PASSAGEM CITADA:
• • • • •
No sentido de obter a procedência do recurso quanto às questões suscitadas, a recorrente defende, pela respectiva ordem, que deveria ser aditado aos factos que constam dos pontos 4 a 7, dados como provados, que o empréstimo foi feito por conta da herança dos pais da insolvente, com base no depoimento da testemunha A. M. e que os documentos juntos pela Recorrida na sua contestação (doc. 2, 3, 4, 5, 6, 7 e 8), que correspondem às notificações enviadas pela Sr.ª Administradora aos intervenientes na escritura de partilha por óbito F. C., fazem prova da não notificação da Recorrente e da filha C. L. por facto que não lhes pode ser imputado, pondo em causa a factualidade dada como provada nos pontos 10, 12 e 15 a 20, dos factos provados, sem, contudo, pedir expressamente, nesse sentido, a sua alteração ou qualquer outra modificação.
Ora, como decorre do disposto no art.º 640.º do C.P.C. que o recorrente tem de enunciar os concretos pontos de facto que considera incorrectamente julgados (alínea a) do n.º 1), indicar os meios probatórios, constantes do processo ou de registo ou gravação nele realizada, que impunham decisão sobre os pontos da matéria de facto impugnados diversa da recorrida (alínea b) do n.º 1), assim como apresentar o seu projecto de decisão, ou seja, expor, claramente, a decisão que, no seu entender, devia ter sido proferida sobre as questões de facto impugnadas (alínea c) do n.º 1).
In casu, o que se constata é que a Apelante, no corpo das alegações e nas conclusões não cumpriu esse ónus, dado que não refere sequer ter alegado o facto que pretende ver aditado, indicando concretamente sob que ponto dos seus articulados o fez.
De qualquer das formas, o facto é que não constando dos factos provados, se teria, então, de considerar como não provado, necessário, sendo, por isso, que a recorrente tivesse vindo pedir que passasse a constar dos factos provados, cumprindo o referido ónus imposto pelo referido preceito legal.
Em vez disso, limita-se a fazer referência ao depoimento da testemunha por si arrolada A. M., ex mulher do filho da autora, irmão da insolvente, ao indicar que tal testemunha, terá referido que “a insolvente pediu dinheiro aos pais, por conta da herança, e que lhe foi entregue 50 mil euros em tranches, desconhecendo, no entanto, as datas.”
• • • • •
DETALHES DA TAREFA:
Segundo a passagem citada, que montante a testemunha A. M. terá dito que foi entregue à insolvente? Use apenas a passagem citada como fonte.

EXTRATO DE DADOS:
• • • • •
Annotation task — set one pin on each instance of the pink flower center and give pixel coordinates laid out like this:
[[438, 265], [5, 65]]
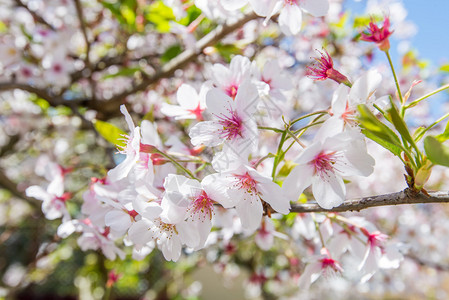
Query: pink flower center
[[202, 205], [26, 72], [324, 163], [247, 183], [57, 68], [133, 214], [232, 126], [267, 81]]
• • • • •
RESPOSTA DA TAREFA:
50 mil euros, entregues em tranches.